Task →
Can you copy word for word everything in the farm-loan text from "For farmers, when" down to "Black it seems."?

Text shown →
══════
For farmers, when disaster strikes, they could go to the U.S. Department of Agriculture to get an emergency loan to save a crop or a herd of cattle.
But not if you are a woman, or Hispanic, or Native American, or Black it seems.
Native American rancher Pete Fredericks said he still hasn't recovered from a brutal winter nearly 30 years ago that wiped out half his cattle, reports the Associated Press. His ranch is on the Fort Berthold Reservation. White ranchers in the region fared better because they got financial help from the federal government, he says.
Larry and Robert Chavarria were third-generation farmers in California's San Joaquin Valley, who said their family had never sought a loan until 1994 winter storms decimated their crops, reports the Washington Post. They sought USDA loans but were repeatedly denied. They eventually were forced to sell the farm.
These are just two stories of farmers who faced alleged discrimination by the USDA.
══════
Extracted records →

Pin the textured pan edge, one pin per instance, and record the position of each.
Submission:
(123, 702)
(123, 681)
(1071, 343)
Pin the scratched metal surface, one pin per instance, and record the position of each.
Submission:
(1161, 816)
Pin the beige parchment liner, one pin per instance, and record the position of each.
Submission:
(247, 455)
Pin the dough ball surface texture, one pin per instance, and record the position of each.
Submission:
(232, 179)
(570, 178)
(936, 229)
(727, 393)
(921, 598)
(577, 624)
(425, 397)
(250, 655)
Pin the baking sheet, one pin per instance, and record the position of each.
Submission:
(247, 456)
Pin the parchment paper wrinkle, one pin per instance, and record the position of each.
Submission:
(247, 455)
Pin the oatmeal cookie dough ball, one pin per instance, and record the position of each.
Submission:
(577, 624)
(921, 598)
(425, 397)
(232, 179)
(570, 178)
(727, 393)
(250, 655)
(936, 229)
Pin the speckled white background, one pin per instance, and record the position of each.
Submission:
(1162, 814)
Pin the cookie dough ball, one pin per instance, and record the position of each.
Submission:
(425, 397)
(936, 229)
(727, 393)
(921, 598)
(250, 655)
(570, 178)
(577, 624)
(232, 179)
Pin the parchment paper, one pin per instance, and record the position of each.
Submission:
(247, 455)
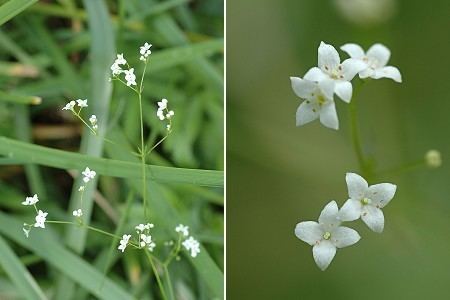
══════
Result below →
For farmers, when disaster strikes, they could go to the U.S. Department of Agriculture to get an emergency loan to save a crop or a herd of cattle.
But not if you are a woman, or Hispanic, or Native American, or Black it seems.